**Requirement**
Which lines in the material below contain the string "sneaker"? Pick out every one and copy it.

**Data lines**
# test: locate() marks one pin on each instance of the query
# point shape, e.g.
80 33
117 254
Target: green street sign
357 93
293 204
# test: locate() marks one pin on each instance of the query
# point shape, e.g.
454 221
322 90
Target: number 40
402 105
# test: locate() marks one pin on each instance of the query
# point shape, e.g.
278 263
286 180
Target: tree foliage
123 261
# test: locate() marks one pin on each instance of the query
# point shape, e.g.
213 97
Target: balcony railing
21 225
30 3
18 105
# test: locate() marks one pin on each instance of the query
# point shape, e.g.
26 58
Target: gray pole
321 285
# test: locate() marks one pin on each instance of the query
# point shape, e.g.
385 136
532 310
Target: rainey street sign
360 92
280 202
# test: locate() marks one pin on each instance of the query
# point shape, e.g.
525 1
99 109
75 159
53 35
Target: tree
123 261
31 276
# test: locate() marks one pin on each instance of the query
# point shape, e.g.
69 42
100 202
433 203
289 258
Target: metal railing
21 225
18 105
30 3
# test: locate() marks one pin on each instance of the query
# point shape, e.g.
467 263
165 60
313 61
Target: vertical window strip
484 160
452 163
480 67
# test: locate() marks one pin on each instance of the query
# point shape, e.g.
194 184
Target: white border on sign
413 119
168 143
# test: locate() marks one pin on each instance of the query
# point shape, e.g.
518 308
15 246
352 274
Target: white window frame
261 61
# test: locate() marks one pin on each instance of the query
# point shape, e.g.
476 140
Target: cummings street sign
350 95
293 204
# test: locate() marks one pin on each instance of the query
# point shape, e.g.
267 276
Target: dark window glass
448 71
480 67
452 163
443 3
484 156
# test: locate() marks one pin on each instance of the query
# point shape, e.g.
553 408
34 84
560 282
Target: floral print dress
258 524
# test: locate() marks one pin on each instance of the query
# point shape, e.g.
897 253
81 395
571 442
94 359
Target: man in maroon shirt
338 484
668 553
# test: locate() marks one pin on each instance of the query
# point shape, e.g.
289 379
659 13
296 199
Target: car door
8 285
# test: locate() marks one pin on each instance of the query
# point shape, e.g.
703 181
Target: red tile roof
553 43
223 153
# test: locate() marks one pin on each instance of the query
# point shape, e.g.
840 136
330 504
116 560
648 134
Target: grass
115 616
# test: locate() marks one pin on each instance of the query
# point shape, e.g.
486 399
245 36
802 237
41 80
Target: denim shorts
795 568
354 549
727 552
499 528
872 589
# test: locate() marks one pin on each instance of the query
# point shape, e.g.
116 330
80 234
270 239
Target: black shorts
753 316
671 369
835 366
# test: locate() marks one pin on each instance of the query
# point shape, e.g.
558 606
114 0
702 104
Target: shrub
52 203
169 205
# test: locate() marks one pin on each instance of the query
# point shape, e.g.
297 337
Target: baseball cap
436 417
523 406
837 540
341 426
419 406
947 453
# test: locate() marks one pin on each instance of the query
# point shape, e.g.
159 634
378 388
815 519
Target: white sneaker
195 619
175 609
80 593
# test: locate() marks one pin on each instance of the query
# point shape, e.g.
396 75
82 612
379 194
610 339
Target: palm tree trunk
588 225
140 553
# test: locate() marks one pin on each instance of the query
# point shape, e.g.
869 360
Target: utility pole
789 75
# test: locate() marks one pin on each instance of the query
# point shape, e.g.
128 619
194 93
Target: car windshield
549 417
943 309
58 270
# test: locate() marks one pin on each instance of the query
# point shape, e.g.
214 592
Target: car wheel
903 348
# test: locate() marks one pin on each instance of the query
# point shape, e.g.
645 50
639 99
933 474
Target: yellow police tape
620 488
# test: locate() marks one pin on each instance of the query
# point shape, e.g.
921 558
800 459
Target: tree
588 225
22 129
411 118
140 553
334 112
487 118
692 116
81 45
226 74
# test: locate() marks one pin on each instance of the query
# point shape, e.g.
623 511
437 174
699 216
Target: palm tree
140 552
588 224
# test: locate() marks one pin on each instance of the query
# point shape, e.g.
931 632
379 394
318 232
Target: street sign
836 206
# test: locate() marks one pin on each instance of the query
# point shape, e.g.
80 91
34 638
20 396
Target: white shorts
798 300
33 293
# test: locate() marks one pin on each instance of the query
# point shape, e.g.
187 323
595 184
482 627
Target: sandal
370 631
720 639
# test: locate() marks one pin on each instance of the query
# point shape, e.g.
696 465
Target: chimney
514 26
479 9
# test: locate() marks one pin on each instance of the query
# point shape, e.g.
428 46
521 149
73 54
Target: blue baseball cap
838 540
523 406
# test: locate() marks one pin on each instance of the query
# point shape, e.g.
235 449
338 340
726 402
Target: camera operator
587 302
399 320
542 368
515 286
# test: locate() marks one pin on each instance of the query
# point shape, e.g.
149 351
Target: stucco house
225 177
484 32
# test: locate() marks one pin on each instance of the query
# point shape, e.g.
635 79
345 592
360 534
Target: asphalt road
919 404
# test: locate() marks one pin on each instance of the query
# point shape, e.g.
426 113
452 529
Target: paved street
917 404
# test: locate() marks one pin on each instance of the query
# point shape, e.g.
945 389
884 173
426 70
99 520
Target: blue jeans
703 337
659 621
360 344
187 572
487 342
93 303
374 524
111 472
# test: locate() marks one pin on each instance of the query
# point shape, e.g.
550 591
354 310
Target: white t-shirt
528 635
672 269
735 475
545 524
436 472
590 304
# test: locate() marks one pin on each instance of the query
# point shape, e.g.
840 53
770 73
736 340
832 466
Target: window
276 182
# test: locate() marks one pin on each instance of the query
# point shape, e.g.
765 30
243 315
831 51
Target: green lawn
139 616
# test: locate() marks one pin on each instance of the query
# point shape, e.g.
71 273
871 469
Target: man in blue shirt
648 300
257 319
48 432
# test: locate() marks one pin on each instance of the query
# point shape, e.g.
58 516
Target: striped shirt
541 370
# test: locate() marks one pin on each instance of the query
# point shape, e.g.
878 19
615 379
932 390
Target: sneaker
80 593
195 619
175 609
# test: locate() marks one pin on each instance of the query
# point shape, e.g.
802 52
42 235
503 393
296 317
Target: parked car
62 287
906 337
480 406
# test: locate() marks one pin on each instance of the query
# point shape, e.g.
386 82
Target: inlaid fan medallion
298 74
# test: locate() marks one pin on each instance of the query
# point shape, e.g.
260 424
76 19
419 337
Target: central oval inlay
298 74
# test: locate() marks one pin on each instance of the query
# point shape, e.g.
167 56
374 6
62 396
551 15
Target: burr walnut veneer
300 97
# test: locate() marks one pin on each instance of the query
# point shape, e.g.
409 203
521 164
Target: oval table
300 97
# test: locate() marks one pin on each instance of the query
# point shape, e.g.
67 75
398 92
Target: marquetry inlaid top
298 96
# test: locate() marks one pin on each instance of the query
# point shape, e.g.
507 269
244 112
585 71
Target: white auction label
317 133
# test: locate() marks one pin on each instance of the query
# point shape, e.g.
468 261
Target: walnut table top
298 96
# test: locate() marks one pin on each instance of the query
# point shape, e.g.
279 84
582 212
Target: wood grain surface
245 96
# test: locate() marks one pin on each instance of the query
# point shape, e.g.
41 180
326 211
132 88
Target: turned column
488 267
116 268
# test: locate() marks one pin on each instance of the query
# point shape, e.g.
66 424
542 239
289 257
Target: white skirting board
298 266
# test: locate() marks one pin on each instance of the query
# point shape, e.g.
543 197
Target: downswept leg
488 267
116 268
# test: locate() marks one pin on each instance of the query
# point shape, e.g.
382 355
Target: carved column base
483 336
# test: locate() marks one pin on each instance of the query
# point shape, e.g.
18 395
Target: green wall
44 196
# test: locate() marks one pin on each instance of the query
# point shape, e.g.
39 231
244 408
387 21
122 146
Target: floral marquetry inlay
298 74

**Solution for this exercise**
Target: white sneaker
Target: sneaker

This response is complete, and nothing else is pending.